--- begin ---

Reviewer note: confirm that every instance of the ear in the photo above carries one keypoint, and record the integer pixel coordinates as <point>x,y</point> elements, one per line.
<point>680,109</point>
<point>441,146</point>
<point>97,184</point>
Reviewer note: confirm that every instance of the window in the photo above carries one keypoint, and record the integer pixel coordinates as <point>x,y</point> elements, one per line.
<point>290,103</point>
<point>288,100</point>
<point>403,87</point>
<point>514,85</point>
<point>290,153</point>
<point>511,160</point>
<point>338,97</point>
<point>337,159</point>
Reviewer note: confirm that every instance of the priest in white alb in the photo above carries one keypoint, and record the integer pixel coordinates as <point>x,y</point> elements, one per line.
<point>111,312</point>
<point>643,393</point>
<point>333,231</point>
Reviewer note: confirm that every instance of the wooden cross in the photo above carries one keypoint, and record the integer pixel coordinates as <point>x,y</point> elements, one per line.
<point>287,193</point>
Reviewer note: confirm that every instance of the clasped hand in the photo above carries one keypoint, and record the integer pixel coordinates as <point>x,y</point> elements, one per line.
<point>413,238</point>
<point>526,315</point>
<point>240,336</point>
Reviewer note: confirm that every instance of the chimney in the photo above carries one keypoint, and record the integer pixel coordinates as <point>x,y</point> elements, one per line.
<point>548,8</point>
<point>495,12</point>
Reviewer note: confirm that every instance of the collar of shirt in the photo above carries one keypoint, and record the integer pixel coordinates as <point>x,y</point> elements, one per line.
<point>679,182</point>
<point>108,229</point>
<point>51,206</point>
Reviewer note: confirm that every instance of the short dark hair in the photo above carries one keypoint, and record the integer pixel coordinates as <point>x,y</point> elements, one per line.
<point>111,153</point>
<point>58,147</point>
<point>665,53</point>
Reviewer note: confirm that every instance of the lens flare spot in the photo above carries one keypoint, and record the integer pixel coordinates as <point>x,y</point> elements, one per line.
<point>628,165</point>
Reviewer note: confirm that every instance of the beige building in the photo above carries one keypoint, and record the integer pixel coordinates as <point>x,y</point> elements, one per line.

--- end ---

• Problem:
Print the whole listing above again, line for line, without changing anything.

• Answer to the task:
Reviewer note: confirm that every instance of the ear in the photo above carries one keypoint, and record the integer pixel coordinates as <point>x,y</point> elements, one per line.
<point>680,109</point>
<point>441,146</point>
<point>97,184</point>
Reviewer note: confirm that every instance of the window in the photo above carries one keypoint, and record the integer pixel coordinates as <point>x,y</point> elements, one per line.
<point>290,103</point>
<point>288,100</point>
<point>403,87</point>
<point>514,85</point>
<point>290,153</point>
<point>511,160</point>
<point>338,97</point>
<point>337,159</point>
Reviewer note: confirm that every instance of the priest in white alb in the photo above carries one keypoint, and record the integer pixel coordinates as <point>x,y</point> elements, one per line.
<point>111,312</point>
<point>643,393</point>
<point>333,231</point>
Reviewer note: confirm that every instance of the wooden cross in the photo above carries one keypoint, and record the integer pixel coordinates as <point>x,y</point> elements, one per line.
<point>287,193</point>
Reviewer note: confirm that every instance of the clasped hand in the photo above carries one keypoint, and record the integer pixel coordinates as <point>x,y</point> elements, one per line.
<point>413,238</point>
<point>526,315</point>
<point>240,336</point>
Reviewer note: confirm that every instance of the chimney in the photo above carries one keypoint, and record the integer pixel coordinates as <point>x,y</point> elements, one per line.
<point>548,8</point>
<point>495,12</point>
Reviewer note: confirm that every instance of the collar of shirt in the photo above carries one keypoint, and record the integer pixel coordinates as <point>x,y</point> elements, one per line.
<point>679,182</point>
<point>108,229</point>
<point>51,206</point>
Reviewer note: confirm that every instance of the short dark hair in the photo above carries one keypoint, and record the integer pixel coordinates as <point>x,y</point> elements, one per line.
<point>111,153</point>
<point>58,147</point>
<point>665,53</point>
Reviewer note: confirm that every instance of the lens flare spot in the photo above carries one keypoint, and record the integer pixel coordinates as <point>x,y</point> elements, one per line.
<point>628,165</point>
Reviewer note: confirm that every instance of the beige building in the photo above carries one keypoint, and record the integer pixel coordinates as <point>x,y</point> elements, one per line.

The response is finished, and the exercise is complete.